··· Source records ···
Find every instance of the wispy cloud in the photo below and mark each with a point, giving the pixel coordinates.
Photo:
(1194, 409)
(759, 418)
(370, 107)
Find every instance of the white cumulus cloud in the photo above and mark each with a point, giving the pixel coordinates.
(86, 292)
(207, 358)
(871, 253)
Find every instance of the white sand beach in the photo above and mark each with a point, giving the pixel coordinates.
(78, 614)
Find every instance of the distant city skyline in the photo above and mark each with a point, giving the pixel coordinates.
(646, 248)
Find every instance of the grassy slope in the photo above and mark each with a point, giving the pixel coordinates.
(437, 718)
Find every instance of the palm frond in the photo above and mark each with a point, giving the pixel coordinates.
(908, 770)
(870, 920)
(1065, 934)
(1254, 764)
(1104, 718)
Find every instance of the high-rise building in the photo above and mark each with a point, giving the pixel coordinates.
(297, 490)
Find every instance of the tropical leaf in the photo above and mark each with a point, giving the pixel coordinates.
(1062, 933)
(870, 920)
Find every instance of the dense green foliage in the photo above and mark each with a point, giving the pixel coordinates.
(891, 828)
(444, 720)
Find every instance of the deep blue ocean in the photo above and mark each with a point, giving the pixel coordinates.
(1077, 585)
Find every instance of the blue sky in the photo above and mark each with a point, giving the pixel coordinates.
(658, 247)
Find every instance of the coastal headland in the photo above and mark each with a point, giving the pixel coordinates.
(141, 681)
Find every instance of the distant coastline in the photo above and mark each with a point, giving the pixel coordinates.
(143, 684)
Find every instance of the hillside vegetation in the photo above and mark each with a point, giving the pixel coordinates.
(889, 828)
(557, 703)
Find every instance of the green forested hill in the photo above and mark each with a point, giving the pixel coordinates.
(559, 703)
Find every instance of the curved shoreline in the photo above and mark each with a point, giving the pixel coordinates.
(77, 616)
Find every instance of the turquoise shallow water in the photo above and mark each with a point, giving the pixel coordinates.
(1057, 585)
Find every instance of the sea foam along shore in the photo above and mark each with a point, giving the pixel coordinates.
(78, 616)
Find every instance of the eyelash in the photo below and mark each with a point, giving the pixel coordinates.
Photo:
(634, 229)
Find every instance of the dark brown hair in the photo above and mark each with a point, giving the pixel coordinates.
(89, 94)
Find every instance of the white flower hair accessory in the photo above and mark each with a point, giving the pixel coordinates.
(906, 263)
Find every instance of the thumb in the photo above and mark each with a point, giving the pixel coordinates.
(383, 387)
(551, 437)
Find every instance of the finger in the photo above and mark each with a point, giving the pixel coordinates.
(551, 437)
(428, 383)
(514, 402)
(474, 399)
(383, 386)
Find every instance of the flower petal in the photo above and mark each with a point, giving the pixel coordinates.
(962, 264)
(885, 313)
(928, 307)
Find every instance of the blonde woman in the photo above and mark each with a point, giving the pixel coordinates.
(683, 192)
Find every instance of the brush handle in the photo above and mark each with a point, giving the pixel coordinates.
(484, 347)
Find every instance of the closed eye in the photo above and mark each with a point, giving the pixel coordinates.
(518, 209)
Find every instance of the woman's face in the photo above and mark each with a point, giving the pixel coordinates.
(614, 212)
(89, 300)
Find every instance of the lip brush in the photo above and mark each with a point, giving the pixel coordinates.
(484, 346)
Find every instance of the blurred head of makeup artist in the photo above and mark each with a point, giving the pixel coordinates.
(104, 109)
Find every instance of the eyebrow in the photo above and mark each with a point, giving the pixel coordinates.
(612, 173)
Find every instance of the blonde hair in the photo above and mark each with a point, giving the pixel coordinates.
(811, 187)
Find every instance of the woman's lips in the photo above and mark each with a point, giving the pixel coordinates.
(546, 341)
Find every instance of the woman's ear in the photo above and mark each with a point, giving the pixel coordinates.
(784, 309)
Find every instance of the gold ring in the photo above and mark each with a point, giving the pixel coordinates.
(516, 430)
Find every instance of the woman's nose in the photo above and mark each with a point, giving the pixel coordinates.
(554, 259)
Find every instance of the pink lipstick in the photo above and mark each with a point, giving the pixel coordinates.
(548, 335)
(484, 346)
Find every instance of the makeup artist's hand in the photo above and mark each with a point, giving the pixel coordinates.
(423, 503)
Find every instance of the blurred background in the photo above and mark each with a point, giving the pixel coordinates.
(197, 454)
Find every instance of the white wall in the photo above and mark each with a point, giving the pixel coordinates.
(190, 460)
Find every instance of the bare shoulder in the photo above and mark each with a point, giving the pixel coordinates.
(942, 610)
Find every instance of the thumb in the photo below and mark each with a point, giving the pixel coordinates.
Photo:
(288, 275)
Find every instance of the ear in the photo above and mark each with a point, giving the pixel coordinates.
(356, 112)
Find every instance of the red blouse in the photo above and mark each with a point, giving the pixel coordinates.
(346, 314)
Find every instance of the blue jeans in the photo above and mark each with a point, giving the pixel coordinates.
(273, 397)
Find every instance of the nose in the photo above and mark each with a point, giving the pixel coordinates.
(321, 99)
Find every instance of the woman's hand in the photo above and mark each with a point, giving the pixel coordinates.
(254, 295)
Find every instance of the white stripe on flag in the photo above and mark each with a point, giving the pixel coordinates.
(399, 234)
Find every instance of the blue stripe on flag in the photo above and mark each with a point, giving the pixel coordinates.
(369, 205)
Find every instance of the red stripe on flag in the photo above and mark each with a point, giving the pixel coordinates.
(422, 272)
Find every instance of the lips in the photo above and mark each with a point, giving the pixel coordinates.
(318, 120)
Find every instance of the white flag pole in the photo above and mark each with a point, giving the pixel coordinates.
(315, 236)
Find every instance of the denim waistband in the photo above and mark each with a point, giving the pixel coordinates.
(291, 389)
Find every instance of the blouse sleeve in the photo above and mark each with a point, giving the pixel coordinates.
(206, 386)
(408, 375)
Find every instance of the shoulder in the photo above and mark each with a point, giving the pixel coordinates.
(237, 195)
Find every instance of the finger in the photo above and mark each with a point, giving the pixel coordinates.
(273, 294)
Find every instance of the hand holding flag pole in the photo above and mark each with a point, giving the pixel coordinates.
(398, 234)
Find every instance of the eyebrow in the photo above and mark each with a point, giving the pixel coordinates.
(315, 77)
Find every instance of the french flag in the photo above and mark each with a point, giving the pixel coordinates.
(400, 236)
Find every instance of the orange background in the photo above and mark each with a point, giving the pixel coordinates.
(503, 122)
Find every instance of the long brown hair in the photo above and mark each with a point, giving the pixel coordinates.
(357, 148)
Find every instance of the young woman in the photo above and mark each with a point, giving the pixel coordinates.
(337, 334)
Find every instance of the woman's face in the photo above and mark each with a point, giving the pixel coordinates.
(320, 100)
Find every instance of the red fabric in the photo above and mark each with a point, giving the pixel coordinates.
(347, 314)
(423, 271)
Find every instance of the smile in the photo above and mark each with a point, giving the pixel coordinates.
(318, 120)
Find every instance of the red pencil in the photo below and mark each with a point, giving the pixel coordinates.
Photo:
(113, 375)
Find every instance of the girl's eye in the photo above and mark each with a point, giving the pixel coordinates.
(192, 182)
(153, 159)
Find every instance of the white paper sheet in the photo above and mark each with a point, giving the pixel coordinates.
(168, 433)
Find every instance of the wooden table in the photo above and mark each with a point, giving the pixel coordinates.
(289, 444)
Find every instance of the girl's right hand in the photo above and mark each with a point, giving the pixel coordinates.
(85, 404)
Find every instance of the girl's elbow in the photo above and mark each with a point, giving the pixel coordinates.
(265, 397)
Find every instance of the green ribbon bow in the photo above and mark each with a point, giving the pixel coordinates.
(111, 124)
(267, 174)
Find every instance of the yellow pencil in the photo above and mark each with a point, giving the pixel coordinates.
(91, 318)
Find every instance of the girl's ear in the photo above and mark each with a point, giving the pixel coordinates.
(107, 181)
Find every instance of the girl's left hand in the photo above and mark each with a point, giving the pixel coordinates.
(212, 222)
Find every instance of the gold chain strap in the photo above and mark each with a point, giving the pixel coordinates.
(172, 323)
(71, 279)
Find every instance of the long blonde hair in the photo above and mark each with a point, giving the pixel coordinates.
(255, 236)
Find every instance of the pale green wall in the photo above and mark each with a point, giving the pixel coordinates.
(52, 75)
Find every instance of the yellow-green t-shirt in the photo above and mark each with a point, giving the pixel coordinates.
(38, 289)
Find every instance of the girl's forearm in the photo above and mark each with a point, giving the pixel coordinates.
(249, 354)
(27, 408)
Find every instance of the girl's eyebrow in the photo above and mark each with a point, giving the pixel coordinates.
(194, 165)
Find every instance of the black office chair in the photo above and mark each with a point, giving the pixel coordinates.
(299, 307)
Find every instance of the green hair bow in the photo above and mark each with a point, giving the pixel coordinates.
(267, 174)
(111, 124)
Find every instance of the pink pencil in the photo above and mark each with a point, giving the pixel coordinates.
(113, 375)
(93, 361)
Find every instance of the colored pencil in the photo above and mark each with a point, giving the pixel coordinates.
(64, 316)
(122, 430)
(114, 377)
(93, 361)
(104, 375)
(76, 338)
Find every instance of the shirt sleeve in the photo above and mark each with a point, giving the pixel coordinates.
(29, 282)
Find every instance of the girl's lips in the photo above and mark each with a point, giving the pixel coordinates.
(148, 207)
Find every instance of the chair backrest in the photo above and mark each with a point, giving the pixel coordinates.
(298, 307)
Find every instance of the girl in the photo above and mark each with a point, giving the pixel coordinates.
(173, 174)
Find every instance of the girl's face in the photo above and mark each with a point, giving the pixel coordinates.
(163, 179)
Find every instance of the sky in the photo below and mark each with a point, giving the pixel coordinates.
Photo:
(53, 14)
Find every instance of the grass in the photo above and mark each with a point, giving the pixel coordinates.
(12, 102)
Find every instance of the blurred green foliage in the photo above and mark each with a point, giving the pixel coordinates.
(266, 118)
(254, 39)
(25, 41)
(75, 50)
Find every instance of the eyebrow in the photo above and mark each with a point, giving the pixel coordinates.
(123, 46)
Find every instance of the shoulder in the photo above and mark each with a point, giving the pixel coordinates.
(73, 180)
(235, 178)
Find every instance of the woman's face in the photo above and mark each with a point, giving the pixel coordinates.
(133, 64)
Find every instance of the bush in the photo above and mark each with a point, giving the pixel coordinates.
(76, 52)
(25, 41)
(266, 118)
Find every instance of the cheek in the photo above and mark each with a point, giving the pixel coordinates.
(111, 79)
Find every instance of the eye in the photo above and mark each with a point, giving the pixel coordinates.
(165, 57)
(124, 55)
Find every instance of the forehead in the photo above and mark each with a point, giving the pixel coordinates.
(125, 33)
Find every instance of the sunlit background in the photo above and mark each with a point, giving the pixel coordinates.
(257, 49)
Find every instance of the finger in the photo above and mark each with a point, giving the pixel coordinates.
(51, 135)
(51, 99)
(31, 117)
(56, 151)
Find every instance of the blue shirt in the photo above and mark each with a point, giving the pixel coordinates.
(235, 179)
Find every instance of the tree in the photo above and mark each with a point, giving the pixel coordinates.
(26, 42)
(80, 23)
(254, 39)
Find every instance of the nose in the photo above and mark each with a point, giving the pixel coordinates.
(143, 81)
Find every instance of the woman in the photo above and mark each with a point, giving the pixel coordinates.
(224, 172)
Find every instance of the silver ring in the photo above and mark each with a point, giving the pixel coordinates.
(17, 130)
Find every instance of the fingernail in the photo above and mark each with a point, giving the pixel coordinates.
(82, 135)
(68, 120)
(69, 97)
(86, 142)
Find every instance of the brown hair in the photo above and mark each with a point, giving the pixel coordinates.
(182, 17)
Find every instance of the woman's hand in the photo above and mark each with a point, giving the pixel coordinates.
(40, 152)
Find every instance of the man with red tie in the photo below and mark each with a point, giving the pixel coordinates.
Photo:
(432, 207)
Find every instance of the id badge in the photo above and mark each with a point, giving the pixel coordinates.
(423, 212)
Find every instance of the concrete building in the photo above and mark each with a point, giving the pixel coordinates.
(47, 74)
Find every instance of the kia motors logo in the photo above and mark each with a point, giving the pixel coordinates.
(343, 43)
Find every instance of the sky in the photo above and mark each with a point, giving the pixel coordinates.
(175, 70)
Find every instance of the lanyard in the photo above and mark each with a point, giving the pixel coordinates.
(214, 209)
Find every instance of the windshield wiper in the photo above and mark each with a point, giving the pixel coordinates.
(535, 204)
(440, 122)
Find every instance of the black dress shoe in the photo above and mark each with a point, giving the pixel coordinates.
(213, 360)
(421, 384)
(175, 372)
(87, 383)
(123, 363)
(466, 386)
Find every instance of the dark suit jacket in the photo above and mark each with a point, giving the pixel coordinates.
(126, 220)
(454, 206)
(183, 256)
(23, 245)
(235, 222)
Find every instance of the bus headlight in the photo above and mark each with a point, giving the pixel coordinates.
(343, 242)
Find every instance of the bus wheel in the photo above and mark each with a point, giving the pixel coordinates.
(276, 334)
···
* What you will do *
Count how many lines above contain the word "below". Reply with the number alone.

* Answer space *
6